▶ _Coordinate labeling data_:
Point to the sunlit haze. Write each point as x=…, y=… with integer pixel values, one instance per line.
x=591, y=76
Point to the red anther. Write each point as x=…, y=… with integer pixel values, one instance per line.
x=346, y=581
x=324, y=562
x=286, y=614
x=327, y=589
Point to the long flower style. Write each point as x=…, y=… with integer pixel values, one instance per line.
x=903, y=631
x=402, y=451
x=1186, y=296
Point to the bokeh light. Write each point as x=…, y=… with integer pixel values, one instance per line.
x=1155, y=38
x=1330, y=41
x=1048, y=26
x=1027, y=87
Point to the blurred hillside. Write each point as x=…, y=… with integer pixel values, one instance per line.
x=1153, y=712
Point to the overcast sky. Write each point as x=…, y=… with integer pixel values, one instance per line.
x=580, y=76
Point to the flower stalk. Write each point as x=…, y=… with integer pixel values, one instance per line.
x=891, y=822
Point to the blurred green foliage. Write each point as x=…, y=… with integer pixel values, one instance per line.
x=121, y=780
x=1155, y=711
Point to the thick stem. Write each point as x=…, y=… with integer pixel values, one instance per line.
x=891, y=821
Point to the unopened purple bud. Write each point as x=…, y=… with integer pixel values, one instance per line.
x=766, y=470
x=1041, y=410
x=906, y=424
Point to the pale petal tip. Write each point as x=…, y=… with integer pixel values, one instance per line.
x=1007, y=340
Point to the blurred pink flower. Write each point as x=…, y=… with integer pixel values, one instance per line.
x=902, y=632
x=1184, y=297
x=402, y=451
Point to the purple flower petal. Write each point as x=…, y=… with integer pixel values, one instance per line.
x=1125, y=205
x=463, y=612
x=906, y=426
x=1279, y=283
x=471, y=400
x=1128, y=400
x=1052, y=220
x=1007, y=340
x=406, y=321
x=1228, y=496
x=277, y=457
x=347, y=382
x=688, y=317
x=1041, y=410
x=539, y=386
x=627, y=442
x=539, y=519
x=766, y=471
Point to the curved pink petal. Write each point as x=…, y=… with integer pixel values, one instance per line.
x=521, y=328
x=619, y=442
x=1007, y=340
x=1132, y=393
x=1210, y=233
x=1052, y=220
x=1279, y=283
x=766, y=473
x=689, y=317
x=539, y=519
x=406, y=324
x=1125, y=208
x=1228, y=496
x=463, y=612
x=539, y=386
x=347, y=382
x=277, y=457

▶ _AIM OF THE EXERCISE_: Retype every one of the entries above verbatim, keeping each line unchanged and in its original order.

▶ _ANSWER BELOW_:
Point to the sunlit haze. Write each point as x=…, y=… with integer pixel values, one instance per line.
x=591, y=76
Point to the red anther. Write each point as x=…, y=… with integer pixel values, one instance per line.
x=346, y=581
x=324, y=562
x=286, y=614
x=327, y=589
Point to the long flower style. Write each point as x=…, y=… with integer pixel values, one instance per line.
x=903, y=631
x=402, y=451
x=1186, y=296
Point to the bokeh light. Write each point as x=…, y=… with integer pixel values, one instance per line.
x=1155, y=38
x=1330, y=41
x=1048, y=26
x=1027, y=87
Point to the blurred hillside. Write each point as x=…, y=… with integer pixel values, one instance per line.
x=1153, y=712
Point to the overcast sky. Write each point as x=…, y=… with integer pixel values, one instance per line.
x=580, y=76
Point to the flower stalk. Write each point as x=…, y=… with integer pixel values, one instance per line.
x=891, y=822
Point to the blurred green foliage. Write each point as x=…, y=… with integer pixel values, one instance per line.
x=121, y=780
x=1155, y=711
Point to the thick stem. Write each point as x=…, y=… with integer pixel values, one instance per line.
x=891, y=821
Point to the unopened purple bud. Write each point as x=…, y=… with integer pixel values, one instance per line.
x=766, y=470
x=1041, y=410
x=906, y=424
Point to the pale petal tip. Write each point as x=…, y=… with integer pixel values, one instance per line.
x=1007, y=340
Point to the blurred pink flower. Write each point as x=…, y=… with integer pixel values, one instance per line.
x=902, y=632
x=1184, y=297
x=402, y=451
Point to the purple flower petal. Write each point as x=…, y=… with integer pixel values, one instance per line.
x=1125, y=205
x=463, y=612
x=906, y=426
x=1279, y=283
x=471, y=400
x=1128, y=400
x=1052, y=220
x=1007, y=340
x=406, y=321
x=1228, y=496
x=277, y=457
x=347, y=382
x=688, y=317
x=1041, y=410
x=539, y=386
x=627, y=442
x=539, y=519
x=766, y=471
Point to the curved pink petal. Write each point as x=…, y=… with integer pixel values, one instance per line.
x=521, y=328
x=619, y=442
x=1007, y=340
x=1132, y=393
x=1210, y=233
x=1052, y=220
x=1279, y=283
x=766, y=473
x=689, y=317
x=539, y=519
x=406, y=324
x=1125, y=208
x=1228, y=496
x=463, y=612
x=539, y=386
x=347, y=382
x=277, y=457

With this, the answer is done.